● Supplied passage
# Advice for a new PC



## Distorted (Mar 5, 2013)

Hello guys,

I came here hoping to find some advice on what kind of PC to purchase next. My laptop is getting pretty old and it can't handle the games I want to play anymore (World of Warcraft to be specific).

I had been looking around for PC's with graphics cards decent enough to handle gaming, but they are rather expensive and excessive (2 TB hard drive? Wut?). I just want something that I can watch anime and play my mmorpgs on. I found some customizable PC's here and there, and though I'm technologically challenged I'm willing to learn how to tweak some things.

Could you recommend any desktops or laptops that would be good for gaming and videos and the like?

Edit: Also my current laptop is a Toshiba Satellite. I got it as a gift for college, but being my first real PC I hadn't taken much care of it. Or didn't know how to for that matter.


----------



## Arshes Nei (Mar 5, 2013)

I usually find building your own PC is fine. Or you can specify what parts you want and have someone build it for you.

Prebuilt PCs often have the problem of cheap parts and having to have a warranty on the whole unit, whereas building your own, separate warranties for each part. 

It can be daunting at first because of how things are listed on various websites. But there are guides out there for prebuilt or learning to build your own. http://www.newegg.com/product/CategoryIntelligenceArticle.aspx?articleId=197

Laptops, my general rule is never pay 500 for a laptop. Most of the components are not swappable and ones that are usually come at a price not comparable to desktop parts due to supply and demand.

Depending on the games you play you want a good processor, RAM/memory/ and decent video card and a fairly decent monitor - hard drive space is a consideration on what games you play and how large the files are.

Whereas illustration and art, CPU is less important, graphics card is semi important depending on the program, hard drive space is rather important due to swapfile usage, and monitor is also important due to color shifting and calibration. 

General web surfing and watching videos other than a decent monitor and storage (f you are keeping videos on your hard drive) a lot of stuff is not that important.

● Stored data
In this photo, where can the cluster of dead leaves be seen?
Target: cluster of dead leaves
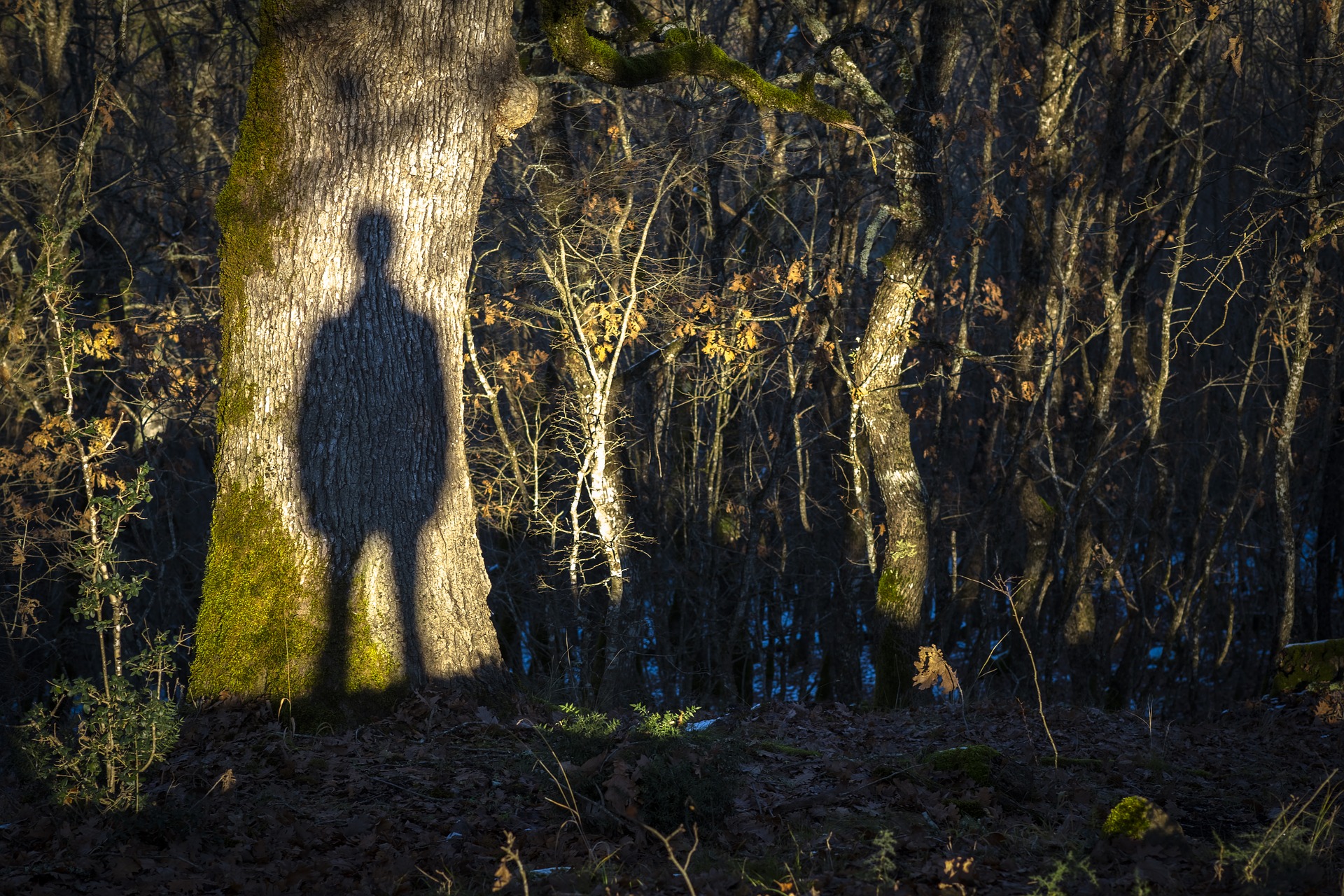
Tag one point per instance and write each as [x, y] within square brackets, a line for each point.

● Problem description
In the forum thread about choosing a new PC, what laptop does the original poster currently own? Please answer briefly.

● Solved exercise
A Toshiba Satellite.